(Dataset entries)
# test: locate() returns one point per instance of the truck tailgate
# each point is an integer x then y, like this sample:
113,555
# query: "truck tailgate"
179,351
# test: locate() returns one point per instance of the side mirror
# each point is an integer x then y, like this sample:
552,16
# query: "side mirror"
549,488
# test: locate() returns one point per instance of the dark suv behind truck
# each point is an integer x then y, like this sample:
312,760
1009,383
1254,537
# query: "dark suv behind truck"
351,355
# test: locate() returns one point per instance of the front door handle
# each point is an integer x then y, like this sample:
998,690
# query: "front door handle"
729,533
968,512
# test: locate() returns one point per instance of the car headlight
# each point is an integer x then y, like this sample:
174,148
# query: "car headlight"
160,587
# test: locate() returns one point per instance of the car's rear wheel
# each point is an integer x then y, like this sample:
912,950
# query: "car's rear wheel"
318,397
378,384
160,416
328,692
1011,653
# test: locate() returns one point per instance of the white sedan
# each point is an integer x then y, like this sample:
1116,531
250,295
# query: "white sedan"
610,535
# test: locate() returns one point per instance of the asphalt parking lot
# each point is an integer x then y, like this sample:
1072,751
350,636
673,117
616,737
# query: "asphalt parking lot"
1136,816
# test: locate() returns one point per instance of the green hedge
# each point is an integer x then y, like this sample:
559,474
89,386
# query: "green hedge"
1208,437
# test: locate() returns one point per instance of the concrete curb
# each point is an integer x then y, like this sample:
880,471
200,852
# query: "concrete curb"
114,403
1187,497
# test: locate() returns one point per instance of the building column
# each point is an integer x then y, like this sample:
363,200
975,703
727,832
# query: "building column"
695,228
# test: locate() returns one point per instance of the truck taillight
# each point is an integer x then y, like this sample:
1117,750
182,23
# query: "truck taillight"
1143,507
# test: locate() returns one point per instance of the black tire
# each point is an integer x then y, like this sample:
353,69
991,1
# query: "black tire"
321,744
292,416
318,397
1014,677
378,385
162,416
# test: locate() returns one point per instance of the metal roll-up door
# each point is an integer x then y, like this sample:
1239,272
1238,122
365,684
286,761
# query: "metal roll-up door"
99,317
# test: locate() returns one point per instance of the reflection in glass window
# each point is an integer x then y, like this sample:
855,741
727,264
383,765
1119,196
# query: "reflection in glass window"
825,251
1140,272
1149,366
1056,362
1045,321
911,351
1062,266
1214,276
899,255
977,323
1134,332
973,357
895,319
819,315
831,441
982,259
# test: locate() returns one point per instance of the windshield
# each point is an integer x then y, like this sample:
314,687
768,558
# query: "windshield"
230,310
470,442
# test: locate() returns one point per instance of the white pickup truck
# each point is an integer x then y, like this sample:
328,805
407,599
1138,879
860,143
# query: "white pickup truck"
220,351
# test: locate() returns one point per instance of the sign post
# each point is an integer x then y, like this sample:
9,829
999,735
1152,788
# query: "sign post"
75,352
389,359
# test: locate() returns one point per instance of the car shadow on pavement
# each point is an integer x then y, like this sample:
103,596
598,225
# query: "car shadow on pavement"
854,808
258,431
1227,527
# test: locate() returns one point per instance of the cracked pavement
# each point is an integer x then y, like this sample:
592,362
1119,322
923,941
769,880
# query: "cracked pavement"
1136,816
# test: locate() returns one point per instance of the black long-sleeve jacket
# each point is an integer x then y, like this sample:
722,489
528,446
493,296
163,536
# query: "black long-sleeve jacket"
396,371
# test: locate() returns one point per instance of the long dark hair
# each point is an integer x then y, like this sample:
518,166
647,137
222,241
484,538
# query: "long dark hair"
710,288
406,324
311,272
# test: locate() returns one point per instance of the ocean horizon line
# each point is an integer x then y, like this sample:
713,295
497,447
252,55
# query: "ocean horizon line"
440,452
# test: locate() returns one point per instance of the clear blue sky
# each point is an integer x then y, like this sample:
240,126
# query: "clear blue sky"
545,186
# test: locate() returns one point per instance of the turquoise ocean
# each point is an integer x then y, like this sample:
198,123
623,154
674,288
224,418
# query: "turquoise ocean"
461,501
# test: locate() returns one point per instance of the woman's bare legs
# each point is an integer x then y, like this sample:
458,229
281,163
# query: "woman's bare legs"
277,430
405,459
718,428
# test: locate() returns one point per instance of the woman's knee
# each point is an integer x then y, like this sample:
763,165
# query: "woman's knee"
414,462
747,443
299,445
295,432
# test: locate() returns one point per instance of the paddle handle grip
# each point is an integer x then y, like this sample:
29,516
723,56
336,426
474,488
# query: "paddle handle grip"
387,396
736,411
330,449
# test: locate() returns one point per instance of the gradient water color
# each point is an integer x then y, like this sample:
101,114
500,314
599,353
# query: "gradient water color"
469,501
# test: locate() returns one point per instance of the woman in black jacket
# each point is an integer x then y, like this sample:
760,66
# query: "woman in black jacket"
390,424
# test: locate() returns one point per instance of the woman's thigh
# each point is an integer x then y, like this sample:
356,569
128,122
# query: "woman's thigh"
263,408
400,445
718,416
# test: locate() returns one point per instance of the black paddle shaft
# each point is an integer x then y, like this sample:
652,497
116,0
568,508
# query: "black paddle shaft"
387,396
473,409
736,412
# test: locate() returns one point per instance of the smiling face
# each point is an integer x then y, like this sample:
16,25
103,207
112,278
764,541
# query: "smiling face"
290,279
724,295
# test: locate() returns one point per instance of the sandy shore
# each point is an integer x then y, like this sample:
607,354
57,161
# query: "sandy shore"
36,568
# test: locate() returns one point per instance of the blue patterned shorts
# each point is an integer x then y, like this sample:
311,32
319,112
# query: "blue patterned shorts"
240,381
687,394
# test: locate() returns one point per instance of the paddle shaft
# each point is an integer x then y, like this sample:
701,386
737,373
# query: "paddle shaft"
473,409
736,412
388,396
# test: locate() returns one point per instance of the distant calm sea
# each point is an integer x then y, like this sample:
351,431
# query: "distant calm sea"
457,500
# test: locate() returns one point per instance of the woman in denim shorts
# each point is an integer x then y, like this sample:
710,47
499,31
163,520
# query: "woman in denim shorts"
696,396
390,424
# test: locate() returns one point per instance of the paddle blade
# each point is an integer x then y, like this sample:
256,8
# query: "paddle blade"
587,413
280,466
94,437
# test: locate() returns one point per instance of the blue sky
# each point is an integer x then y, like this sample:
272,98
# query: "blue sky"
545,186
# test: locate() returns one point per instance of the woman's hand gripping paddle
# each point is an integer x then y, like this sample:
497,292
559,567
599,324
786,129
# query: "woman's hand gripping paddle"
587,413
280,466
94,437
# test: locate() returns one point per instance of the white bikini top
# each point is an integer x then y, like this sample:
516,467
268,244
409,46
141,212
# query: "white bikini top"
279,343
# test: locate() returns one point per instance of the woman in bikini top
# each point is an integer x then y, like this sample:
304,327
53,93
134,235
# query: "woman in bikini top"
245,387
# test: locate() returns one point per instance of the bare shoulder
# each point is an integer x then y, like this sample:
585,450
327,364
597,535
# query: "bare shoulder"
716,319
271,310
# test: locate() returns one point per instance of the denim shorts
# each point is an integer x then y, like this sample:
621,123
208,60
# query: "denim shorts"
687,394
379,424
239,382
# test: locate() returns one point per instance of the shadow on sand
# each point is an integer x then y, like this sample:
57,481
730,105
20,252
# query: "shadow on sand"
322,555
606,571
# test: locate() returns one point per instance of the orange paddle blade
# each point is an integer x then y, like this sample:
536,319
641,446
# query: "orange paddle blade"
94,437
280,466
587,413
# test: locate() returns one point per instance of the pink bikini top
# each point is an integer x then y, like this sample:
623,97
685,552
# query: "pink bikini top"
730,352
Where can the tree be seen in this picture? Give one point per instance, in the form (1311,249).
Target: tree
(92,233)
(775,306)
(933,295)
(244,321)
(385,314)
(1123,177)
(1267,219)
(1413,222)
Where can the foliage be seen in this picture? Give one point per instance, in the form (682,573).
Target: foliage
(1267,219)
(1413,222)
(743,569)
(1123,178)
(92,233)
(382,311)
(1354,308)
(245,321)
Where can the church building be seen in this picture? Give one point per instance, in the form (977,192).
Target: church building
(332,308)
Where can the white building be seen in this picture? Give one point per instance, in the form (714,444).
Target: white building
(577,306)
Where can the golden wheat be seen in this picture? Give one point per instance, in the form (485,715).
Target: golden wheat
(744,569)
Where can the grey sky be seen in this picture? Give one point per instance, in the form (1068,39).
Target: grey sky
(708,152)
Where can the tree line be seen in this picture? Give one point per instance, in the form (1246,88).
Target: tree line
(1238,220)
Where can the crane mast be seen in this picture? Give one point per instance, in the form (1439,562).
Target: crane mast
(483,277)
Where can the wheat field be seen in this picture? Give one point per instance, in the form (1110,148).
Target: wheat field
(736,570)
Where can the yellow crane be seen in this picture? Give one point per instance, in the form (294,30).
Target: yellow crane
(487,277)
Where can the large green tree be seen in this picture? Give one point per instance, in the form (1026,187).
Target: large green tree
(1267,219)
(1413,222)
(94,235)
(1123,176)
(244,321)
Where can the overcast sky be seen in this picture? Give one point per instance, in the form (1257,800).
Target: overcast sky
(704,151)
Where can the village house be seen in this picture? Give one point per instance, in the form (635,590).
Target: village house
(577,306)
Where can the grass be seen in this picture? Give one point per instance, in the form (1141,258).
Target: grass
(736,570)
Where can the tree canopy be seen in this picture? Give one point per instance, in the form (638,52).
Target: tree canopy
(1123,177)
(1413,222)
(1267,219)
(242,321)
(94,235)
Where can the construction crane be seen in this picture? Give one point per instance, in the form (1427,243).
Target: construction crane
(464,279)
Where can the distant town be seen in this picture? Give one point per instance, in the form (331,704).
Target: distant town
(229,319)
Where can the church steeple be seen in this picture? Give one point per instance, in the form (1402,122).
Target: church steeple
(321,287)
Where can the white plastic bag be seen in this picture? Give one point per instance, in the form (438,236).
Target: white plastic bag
(End Dataset entries)
Problem requirements: Taking the material above, report how many of its lines contain the word "plastic". Add nothing else.

Your response: 2